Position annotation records
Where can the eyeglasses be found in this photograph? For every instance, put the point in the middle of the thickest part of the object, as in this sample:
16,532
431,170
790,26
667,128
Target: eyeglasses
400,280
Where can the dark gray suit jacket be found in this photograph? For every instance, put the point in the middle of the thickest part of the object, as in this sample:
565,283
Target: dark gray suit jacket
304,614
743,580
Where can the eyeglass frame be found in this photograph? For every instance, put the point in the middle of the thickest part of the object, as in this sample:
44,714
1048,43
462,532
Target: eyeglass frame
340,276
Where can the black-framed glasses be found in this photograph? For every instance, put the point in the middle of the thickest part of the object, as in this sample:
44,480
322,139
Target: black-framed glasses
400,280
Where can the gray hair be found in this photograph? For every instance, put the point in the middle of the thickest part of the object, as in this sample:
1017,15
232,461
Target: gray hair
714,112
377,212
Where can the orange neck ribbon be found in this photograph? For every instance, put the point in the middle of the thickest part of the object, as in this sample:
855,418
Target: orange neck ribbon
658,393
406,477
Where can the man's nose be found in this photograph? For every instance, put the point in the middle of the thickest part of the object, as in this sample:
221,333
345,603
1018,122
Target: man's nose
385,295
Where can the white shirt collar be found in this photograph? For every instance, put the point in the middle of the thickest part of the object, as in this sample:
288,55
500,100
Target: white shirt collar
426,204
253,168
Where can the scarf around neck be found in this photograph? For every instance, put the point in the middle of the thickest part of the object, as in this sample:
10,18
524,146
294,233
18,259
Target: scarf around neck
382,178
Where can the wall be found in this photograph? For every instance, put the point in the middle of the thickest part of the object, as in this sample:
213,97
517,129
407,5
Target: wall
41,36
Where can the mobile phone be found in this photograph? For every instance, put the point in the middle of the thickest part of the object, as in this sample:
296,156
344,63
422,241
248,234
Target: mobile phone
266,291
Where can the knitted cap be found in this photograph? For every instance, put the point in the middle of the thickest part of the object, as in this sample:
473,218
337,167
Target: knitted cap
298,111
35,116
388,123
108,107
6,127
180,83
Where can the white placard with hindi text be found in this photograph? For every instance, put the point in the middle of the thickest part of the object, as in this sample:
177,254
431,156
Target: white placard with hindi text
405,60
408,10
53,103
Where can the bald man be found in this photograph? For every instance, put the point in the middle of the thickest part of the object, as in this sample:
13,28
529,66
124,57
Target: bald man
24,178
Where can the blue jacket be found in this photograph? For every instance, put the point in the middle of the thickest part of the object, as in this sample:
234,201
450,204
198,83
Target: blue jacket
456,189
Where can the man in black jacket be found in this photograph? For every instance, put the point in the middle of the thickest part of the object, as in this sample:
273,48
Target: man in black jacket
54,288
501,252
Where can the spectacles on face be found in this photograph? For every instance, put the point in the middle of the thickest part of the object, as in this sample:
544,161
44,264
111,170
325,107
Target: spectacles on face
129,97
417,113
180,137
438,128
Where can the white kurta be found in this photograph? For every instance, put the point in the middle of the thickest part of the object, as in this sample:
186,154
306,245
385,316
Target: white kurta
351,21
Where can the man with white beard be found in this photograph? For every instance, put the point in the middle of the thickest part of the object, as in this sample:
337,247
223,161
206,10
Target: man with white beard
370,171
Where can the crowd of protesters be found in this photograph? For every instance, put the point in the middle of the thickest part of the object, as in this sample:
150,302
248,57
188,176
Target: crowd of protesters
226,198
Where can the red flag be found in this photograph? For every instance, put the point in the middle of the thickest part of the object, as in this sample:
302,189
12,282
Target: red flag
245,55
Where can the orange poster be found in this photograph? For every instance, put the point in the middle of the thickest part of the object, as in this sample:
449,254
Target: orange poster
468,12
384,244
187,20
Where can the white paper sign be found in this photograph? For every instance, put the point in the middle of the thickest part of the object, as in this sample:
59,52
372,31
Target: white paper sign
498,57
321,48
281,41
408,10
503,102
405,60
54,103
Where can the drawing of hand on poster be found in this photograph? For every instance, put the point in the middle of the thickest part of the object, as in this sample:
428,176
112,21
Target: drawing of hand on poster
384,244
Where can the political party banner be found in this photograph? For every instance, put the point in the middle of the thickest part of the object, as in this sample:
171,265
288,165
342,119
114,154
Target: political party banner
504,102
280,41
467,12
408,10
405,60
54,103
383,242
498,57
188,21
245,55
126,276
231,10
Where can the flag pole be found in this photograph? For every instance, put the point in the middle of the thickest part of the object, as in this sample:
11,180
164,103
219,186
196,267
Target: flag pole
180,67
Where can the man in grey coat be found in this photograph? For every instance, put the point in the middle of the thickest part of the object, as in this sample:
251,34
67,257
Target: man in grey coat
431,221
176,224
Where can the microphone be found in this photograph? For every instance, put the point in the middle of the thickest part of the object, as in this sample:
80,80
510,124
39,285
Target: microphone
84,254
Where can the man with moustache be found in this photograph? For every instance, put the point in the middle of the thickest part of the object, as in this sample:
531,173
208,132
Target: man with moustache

[Required task] Print every record above exactly as written.

[Full solution]
Where can the eyeglasses be found in this photograph? For every instance, put the point in the middle of the thickest part of the object, as in this sample:
16,532
431,170
790,26
667,128
Target: eyeglasses
400,280
Where can the dark gray suit jacket be found in this photograph? For every instance, put the point in the middle of the thickest part of the object, as in this sample:
565,283
Target: dark gray suit jacket
304,614
743,580
Where can the eyeglass frame be found in this photograph? For every instance, put the point in the middle of the thickest part of the object, as in this sample:
44,714
1048,43
462,532
Target: eyeglass frame
340,276
Where can the black-framed glasses be found in this photograph? For every instance, put the point in the middle of the thickest part of the object, as in this sample:
44,480
322,139
Target: black-framed glasses
400,280
Where can the gray hair be found in this photograph? For every instance, put the point in the middle of the thickest part of the object, as in this sample:
1017,15
232,461
Target: gray hair
714,112
377,212
Where can the orange neck ribbon be found in this photograph? For every instance, put the point in the middle of the thickest part of the object, as in this sample:
855,418
Target: orange neck ribbon
658,393
406,477
Where can the man's nose be found in this photograph? For every instance, put the point in the middle of the thickest part of the object, as in this sample:
221,333
345,603
1018,122
Target: man's nose
385,295
Where can the white shirt collar be found in this photograph? For every instance, put the point in the middle of the thickest part of the object, as in this sample:
288,55
500,100
Target: white shirt collar
426,204
253,168
Where can the scarf around neck be found in this photograph? For every instance, put the point in the middle of the thickest part of the object, as in this sample:
10,18
524,146
294,233
18,259
Target: scarf around neck
382,178
Where can the wall be found in this photograph? For every instance, put the point in the middle of the thickest part of the object, as in this sample:
213,97
517,129
407,5
Target: wall
41,36
Where can the mobile phone be found in this photograph? For every instance, put the point in the middle of the thickest part of the object, as in this sample:
296,156
344,63
422,241
248,234
Target: mobile phone
266,291
Where can the knitted cap be found in this photograph? For every instance, put the point in the middle of the thickest part of the object, as in this sample:
473,218
337,167
Target: knitted cap
298,111
35,116
388,123
108,107
6,127
180,83
Where can the white placard with hindi text be found in this photograph? For every instance, put the point in the middle of the thickest part of the object, as in this sample:
177,254
431,156
Target: white placard with hindi text
405,60
408,10
53,103
Where can the bald man be found in this photograph? For every instance, put the point in the middle of the thickest part of the object, as in this sample:
13,28
529,66
124,57
Target: bald man
24,178
Where can the blue jacket be found in this photograph? For every instance, put the point in the middle of the thickest part of the object, as in this sample:
234,201
450,204
198,83
Target: blue jacket
456,189
Where can the man in black jacket be found in this photograph? For every instance, put the point in the middle of the thickest part of the object, as in this sample:
273,48
Target: man in black jacket
54,288
501,252
Where can the spectacles on face be found in this photograph? For every instance, put the point in the middle of the thickest part of the object, as in this sample:
544,161
44,264
111,170
325,107
Target: spectacles on face
129,97
417,113
180,137
438,128
Where can the white kurta be found in this photograph? For every instance, put the point in the middle of the thickest part of the object, as in this sample:
186,154
306,245
385,316
Target: white kurta
351,21
Where can the man with white beard be found in this photograph? For every instance, put the point in the middle of the thickest part of the object, as in this sample:
337,247
223,161
206,10
Target: man with white beard
370,171
Where can the crowd of protesters be found in this photograph? For every instance, put the point in the middle of the thickest part of the object, as in this sample:
150,302
248,57
188,176
Target: crowd of protesters
226,198
Where can the red flag be found in this photograph? For every instance, put the point in the middle of the thickest part of the object, as in this sample:
302,189
12,282
Target: red flag
245,55
Where can the orange poster be found in this photograph? For every instance, put the point in the middle of the thickest part of the object, as in this sample:
449,254
Target: orange poster
468,12
384,244
187,20
Where can the white paper sign be found in this photograph? For every instance, put the point in the middle of the thickest part of the object, as in this sample:
59,52
372,31
Target: white paper sign
498,57
321,48
281,41
408,10
503,102
405,60
54,103
Where can the drawing of hand on poster be found in this photograph? For every instance, put the point in the middle of the thickest part of the object, as in this sample:
428,176
112,21
Target: drawing of hand on poster
384,244
Where can the political party banner be found in this photograph? For every instance, put the point in the middle of the thickest part of the object, as in this sample:
171,265
288,165
342,119
114,154
Target: political party banner
504,102
280,41
467,12
408,10
405,60
54,103
383,242
498,57
188,21
245,55
126,276
231,10
Where can the flag pole be found in this photograph? For every instance, put the point in the middle of the thickest part of the object, as in this sample:
11,180
164,103
219,186
196,267
Target: flag pole
180,67
Where can the man in grey coat be found in this photograph? For every instance, put the point in the middle of the thickest part of the object, as in this sample:
251,34
67,257
Target: man in grey coat
431,221
176,224
Where can the microphone be found in this photograph? For every instance, put the point in the middle of the thickest part of the object, as in this sample:
80,80
510,124
39,285
Target: microphone
84,254
Where can the man with moustache be found in this photograph? For every instance, put the point in the middle of the thickest part of the object, as in this sample:
531,173
208,132
Target: man with moustache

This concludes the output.